In the records below, find each line holding the word "query" and copy it.
##########
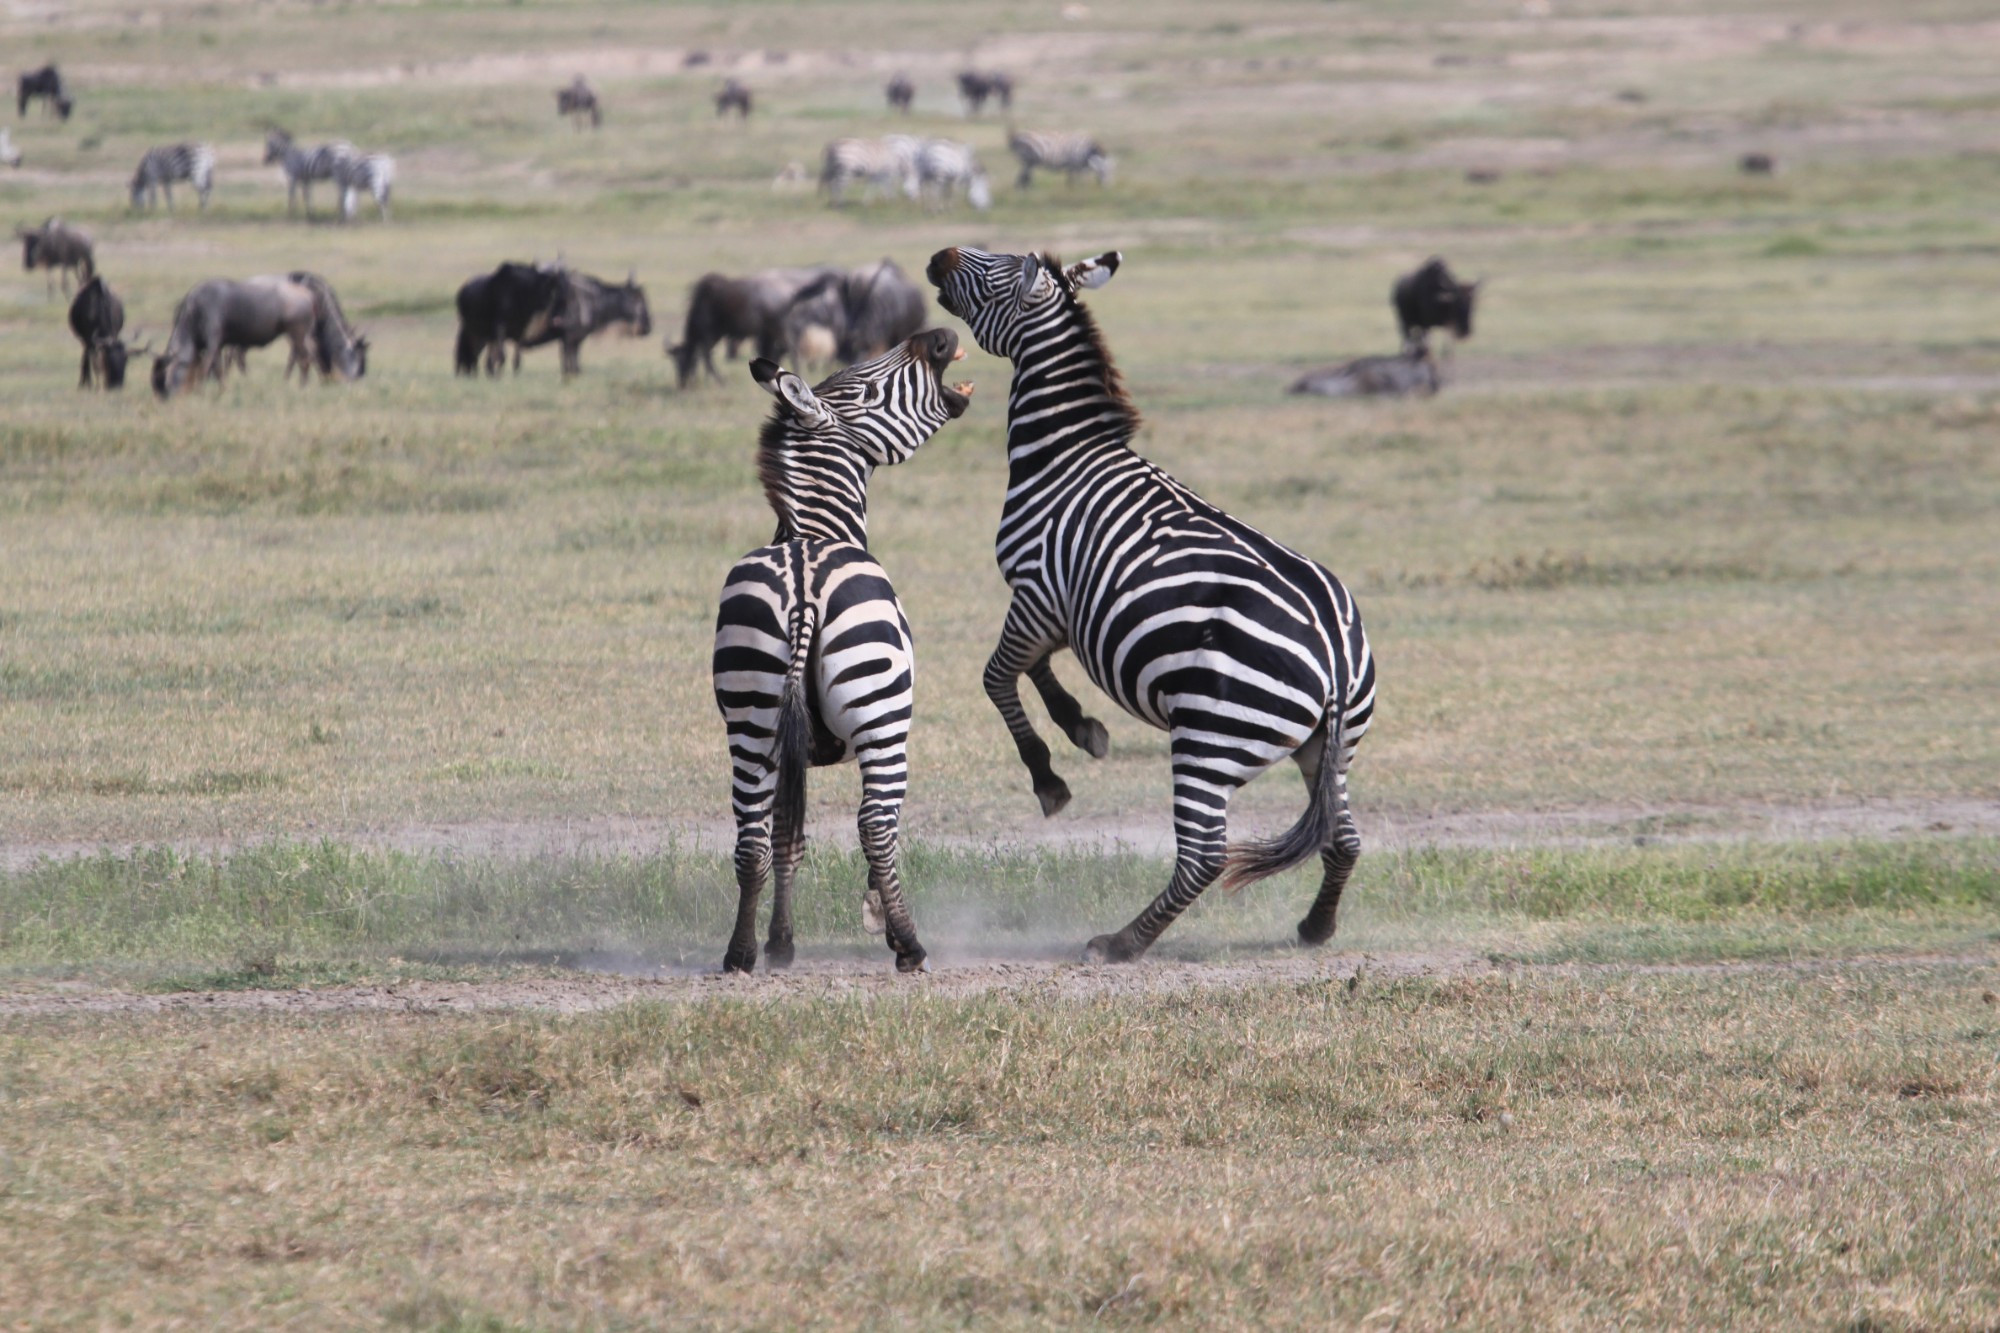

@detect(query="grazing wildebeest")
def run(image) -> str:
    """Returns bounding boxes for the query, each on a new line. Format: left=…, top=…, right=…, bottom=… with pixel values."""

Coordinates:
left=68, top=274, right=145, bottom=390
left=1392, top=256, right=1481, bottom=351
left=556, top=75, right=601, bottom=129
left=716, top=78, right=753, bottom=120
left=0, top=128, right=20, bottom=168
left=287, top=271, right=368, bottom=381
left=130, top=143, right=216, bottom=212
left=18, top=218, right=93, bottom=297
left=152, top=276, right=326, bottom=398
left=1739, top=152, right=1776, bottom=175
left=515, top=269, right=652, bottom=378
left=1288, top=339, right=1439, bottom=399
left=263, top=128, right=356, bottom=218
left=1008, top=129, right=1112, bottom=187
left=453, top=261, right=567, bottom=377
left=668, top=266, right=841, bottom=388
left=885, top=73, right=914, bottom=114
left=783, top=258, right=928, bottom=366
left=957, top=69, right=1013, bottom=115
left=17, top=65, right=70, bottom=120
##########
Response below:
@detect(query="grazing wildebeest")
    """Returns bounding boxes for the query, each on a new line. Format: left=…, top=…, right=…, bottom=… with pixel values."""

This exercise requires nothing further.